In the entries that follow, find the line containing "the black tank"; from there, copy every line exactly through the line containing "the bare foot?".

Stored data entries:
------------------------

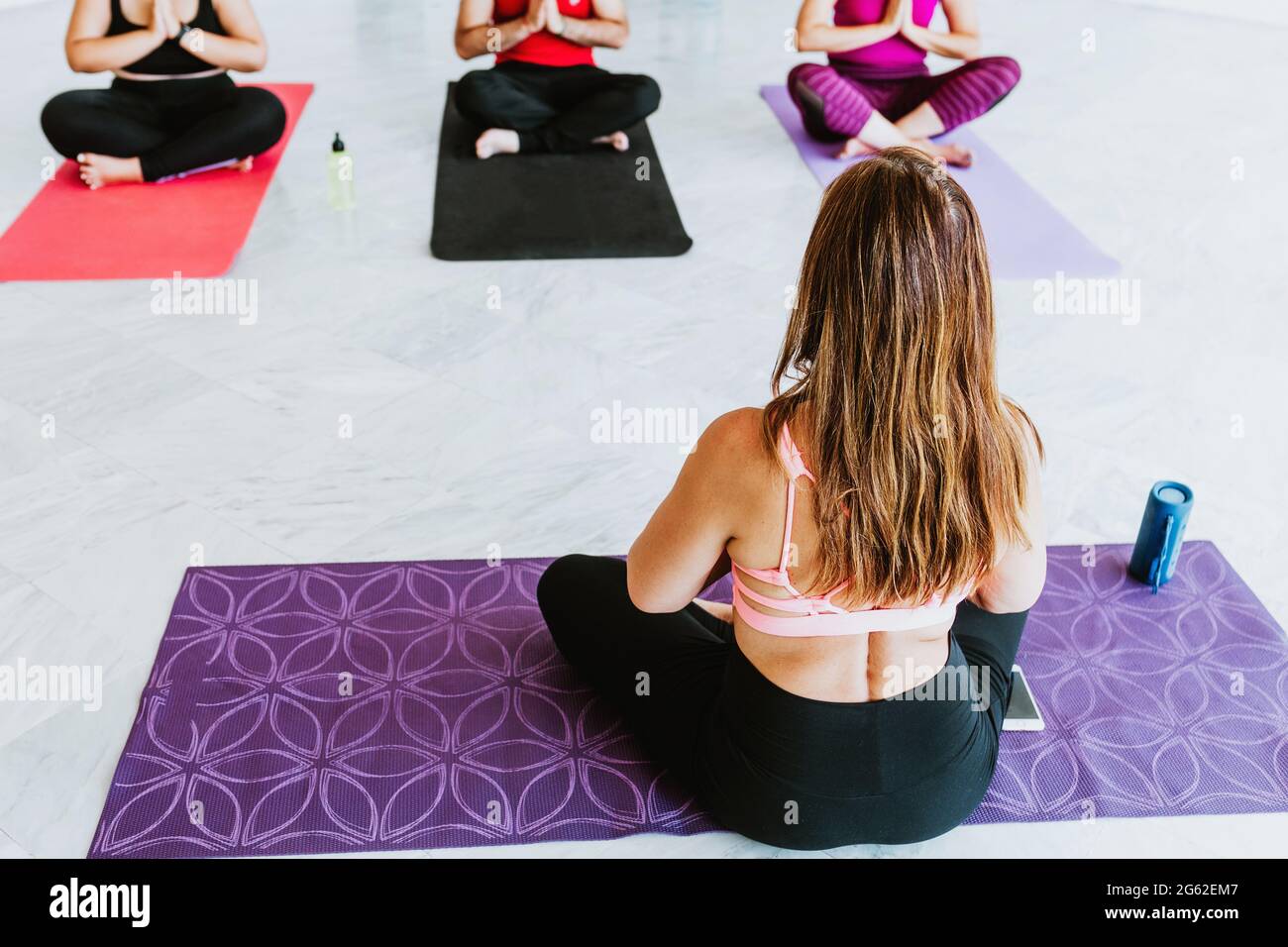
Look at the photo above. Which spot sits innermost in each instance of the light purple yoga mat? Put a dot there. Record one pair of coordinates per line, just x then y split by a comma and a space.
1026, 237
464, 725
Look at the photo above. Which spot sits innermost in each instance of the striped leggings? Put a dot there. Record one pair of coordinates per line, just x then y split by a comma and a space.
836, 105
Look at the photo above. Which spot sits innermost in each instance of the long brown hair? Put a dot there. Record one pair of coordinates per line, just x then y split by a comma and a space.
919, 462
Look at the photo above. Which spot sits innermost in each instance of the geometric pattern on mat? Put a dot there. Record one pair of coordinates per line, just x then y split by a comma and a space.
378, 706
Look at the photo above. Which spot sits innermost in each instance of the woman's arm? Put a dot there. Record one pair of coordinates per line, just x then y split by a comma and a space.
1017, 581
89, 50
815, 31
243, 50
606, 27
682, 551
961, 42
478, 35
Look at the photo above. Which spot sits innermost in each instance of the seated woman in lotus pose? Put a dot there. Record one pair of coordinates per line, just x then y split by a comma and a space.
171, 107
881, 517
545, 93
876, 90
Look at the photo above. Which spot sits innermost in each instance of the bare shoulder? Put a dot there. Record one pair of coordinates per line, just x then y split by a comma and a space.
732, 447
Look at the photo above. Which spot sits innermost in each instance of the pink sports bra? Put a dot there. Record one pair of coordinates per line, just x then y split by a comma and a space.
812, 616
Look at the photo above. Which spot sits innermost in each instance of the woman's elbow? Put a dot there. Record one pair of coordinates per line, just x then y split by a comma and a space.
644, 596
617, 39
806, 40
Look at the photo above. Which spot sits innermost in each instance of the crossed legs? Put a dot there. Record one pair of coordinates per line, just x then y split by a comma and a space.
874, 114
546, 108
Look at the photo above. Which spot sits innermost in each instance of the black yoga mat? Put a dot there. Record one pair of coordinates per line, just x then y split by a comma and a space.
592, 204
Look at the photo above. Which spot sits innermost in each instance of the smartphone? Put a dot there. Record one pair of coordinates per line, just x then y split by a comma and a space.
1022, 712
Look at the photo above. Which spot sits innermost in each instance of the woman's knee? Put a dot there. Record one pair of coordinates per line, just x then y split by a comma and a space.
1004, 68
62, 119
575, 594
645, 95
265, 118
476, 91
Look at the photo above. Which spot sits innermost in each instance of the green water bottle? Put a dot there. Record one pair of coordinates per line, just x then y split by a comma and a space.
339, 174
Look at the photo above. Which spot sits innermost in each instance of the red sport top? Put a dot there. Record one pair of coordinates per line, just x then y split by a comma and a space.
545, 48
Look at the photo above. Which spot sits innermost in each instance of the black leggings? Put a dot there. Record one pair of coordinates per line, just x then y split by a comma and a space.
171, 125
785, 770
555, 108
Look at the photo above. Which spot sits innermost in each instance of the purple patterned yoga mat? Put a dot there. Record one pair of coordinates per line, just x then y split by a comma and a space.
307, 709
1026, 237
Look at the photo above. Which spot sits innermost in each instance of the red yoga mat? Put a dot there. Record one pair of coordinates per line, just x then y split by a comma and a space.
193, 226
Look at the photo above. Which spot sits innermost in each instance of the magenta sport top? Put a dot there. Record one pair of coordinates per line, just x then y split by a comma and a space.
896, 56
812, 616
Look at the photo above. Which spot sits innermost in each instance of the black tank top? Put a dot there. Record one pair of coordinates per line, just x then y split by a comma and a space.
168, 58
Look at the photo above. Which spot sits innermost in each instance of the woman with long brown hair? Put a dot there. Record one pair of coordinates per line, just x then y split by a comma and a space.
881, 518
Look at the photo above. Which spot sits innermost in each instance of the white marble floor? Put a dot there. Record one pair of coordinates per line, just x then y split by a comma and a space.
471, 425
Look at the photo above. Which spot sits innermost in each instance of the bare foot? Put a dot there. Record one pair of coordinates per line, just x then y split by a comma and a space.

------------------------

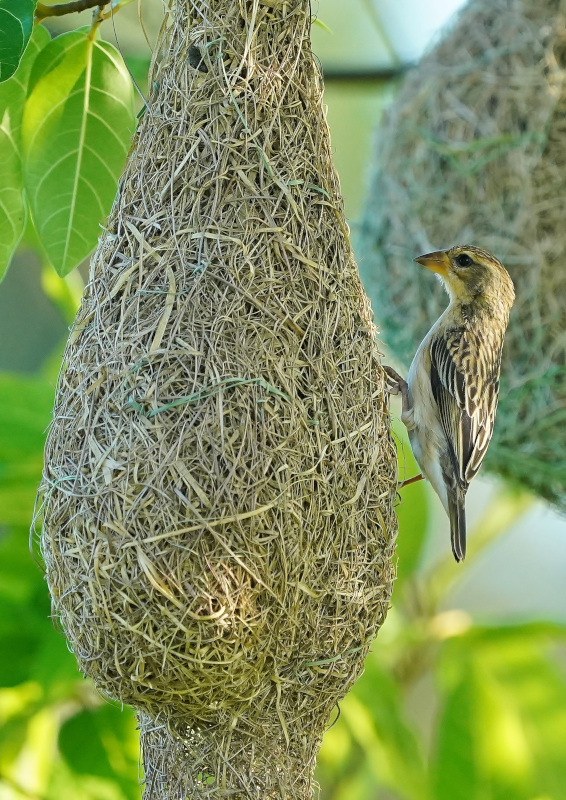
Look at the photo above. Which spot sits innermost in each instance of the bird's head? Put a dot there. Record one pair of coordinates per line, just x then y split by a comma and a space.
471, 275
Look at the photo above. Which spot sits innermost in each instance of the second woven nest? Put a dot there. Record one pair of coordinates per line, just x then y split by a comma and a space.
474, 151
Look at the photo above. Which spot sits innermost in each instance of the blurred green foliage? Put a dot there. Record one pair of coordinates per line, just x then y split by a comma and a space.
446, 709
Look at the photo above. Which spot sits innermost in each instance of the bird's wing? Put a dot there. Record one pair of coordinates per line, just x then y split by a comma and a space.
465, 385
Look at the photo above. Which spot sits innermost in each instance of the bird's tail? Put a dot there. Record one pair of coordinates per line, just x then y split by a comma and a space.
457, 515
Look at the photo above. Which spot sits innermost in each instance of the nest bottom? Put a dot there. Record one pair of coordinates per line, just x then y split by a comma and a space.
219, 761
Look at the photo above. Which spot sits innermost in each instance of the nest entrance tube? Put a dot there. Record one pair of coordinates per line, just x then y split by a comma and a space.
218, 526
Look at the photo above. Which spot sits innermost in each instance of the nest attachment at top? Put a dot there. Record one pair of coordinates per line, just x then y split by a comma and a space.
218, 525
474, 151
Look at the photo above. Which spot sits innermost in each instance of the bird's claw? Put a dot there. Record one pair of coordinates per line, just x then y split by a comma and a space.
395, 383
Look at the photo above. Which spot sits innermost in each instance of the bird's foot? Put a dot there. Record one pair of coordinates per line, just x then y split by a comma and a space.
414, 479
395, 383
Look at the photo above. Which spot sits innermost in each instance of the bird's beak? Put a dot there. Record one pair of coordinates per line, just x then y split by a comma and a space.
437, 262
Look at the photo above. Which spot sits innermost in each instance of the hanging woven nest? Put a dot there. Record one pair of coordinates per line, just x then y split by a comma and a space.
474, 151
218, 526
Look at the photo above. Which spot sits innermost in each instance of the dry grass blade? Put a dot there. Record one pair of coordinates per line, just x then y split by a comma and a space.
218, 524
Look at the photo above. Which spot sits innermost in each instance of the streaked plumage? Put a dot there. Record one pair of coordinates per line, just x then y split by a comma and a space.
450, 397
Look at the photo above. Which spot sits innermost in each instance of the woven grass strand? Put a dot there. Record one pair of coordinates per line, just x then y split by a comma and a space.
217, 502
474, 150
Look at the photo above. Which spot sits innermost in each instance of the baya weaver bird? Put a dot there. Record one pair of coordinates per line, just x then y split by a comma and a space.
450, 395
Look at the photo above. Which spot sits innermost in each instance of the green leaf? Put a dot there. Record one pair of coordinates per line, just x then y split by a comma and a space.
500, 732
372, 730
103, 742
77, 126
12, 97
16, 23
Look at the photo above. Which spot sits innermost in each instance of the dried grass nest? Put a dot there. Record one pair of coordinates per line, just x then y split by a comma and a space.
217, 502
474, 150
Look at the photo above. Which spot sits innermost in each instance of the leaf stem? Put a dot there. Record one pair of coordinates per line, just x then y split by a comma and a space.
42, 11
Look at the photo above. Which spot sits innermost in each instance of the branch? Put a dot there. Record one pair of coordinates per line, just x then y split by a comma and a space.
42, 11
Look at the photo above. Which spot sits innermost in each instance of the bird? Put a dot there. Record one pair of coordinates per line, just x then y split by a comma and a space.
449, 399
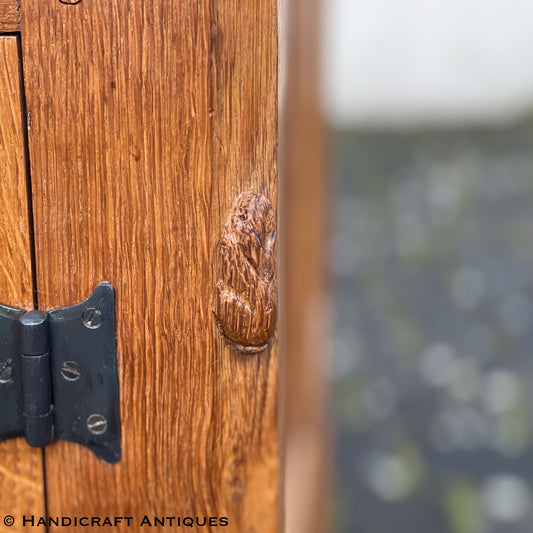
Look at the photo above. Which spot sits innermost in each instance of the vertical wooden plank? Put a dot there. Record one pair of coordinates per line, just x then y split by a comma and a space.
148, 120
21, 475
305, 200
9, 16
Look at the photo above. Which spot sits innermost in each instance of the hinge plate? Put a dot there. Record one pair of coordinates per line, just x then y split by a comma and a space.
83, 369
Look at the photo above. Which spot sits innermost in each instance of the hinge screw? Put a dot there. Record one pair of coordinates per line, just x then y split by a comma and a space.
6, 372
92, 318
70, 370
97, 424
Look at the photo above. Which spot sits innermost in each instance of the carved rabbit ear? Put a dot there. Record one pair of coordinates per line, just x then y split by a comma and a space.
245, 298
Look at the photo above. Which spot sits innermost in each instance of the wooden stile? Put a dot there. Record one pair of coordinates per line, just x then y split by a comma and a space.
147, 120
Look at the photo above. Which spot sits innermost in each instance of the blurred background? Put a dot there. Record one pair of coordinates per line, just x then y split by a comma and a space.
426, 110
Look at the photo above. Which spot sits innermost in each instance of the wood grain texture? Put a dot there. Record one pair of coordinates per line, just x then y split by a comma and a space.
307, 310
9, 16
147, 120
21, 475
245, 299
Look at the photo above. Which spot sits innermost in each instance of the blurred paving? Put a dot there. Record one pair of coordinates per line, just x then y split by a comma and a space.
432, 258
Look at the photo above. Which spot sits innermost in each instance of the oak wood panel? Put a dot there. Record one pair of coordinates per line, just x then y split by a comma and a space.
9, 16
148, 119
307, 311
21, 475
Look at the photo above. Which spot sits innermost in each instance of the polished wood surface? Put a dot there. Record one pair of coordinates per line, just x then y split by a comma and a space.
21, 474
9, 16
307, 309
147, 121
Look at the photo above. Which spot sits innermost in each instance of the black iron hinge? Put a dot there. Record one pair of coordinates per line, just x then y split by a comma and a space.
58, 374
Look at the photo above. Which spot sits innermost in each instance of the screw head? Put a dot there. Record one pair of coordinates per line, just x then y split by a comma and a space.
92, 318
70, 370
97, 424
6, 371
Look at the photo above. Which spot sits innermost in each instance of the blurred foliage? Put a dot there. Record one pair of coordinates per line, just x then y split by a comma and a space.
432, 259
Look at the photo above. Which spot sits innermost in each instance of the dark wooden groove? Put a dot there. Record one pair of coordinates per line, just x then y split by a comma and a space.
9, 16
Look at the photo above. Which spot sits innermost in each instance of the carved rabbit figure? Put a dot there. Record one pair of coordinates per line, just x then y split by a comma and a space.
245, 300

------------------------

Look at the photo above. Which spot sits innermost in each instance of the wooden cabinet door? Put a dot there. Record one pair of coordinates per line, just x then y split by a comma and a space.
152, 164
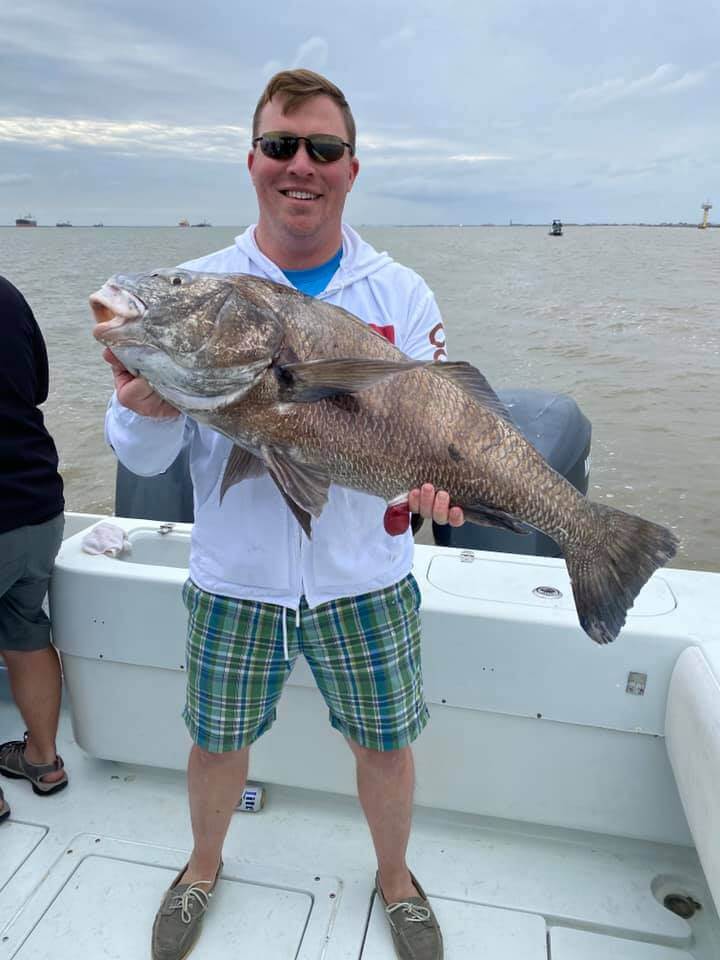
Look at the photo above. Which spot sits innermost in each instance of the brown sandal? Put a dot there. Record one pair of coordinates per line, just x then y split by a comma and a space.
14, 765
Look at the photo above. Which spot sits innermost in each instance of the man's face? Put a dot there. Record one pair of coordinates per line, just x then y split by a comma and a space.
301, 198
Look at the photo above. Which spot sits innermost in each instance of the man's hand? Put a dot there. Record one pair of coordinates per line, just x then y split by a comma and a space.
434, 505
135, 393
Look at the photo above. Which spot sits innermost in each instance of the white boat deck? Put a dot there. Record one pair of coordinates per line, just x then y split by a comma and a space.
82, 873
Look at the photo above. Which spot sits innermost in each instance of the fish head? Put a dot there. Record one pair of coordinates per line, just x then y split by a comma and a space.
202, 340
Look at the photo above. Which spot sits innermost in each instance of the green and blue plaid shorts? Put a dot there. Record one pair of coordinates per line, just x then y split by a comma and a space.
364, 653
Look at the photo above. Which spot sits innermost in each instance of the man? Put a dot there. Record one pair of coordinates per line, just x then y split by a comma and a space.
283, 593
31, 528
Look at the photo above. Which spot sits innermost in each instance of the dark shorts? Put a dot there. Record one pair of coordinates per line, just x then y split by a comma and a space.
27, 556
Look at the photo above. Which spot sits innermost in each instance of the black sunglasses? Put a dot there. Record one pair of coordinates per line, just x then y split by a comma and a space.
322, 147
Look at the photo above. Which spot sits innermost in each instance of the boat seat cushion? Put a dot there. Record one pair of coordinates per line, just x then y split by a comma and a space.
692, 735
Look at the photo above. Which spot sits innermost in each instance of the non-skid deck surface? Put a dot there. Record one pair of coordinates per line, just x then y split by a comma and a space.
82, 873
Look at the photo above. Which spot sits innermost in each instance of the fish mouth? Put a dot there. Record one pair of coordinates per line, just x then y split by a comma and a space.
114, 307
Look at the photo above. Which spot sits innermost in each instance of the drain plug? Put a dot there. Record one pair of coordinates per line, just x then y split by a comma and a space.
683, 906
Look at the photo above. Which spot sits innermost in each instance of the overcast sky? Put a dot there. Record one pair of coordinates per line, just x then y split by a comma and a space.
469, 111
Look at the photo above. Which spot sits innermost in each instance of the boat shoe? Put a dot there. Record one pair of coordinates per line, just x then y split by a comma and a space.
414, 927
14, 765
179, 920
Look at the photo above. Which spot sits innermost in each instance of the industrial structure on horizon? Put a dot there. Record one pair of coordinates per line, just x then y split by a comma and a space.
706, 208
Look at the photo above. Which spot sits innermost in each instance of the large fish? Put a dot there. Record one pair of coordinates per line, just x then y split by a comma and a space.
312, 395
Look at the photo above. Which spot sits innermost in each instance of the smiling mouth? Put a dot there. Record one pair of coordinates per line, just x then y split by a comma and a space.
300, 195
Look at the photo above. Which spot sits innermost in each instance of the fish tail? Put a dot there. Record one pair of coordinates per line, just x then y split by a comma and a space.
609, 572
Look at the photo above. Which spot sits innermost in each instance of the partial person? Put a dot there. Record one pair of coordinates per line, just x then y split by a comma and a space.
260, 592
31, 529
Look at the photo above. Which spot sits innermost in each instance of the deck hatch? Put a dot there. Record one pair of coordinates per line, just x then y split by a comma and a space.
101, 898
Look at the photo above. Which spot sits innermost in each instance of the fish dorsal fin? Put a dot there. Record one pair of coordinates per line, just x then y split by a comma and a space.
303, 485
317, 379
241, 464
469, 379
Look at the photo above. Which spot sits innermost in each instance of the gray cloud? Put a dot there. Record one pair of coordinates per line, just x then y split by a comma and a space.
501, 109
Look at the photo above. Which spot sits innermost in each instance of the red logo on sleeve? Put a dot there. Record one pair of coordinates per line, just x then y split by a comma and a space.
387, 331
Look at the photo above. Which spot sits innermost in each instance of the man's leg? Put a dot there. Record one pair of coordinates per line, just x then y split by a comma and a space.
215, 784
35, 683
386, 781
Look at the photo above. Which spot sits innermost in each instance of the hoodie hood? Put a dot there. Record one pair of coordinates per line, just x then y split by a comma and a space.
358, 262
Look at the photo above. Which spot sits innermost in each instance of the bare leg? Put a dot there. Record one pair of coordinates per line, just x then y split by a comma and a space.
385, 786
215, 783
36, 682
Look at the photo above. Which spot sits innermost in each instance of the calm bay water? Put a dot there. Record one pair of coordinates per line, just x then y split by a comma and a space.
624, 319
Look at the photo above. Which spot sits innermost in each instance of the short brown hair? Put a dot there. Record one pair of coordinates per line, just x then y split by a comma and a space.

------------------------

ANSWER SPACE:
Look at the photo above. Which spot sits innermost in each instance of the black tank top? Put a dot there. Record one pair of coordinates per line, just x then y split by a comma and a space.
168, 58
Look at the photo above. Which spot sits innermost in each instance of the woman with long brown hair? Put a dot there. Record one pair of coordinates per line, just x then y split by a comma and a space.
881, 518
Look at the photo above. Which spot sits innermost in each instance of the white marble floor? Put a dot there. Record one pair of coordinates per line, just x then y split by a comma and a space.
471, 425
Look at the photo above. Which spot sits innermost in each instance of the bare foot? Put a dot there. Record one pair of coordinates per line, just x then y split by a comma and a space.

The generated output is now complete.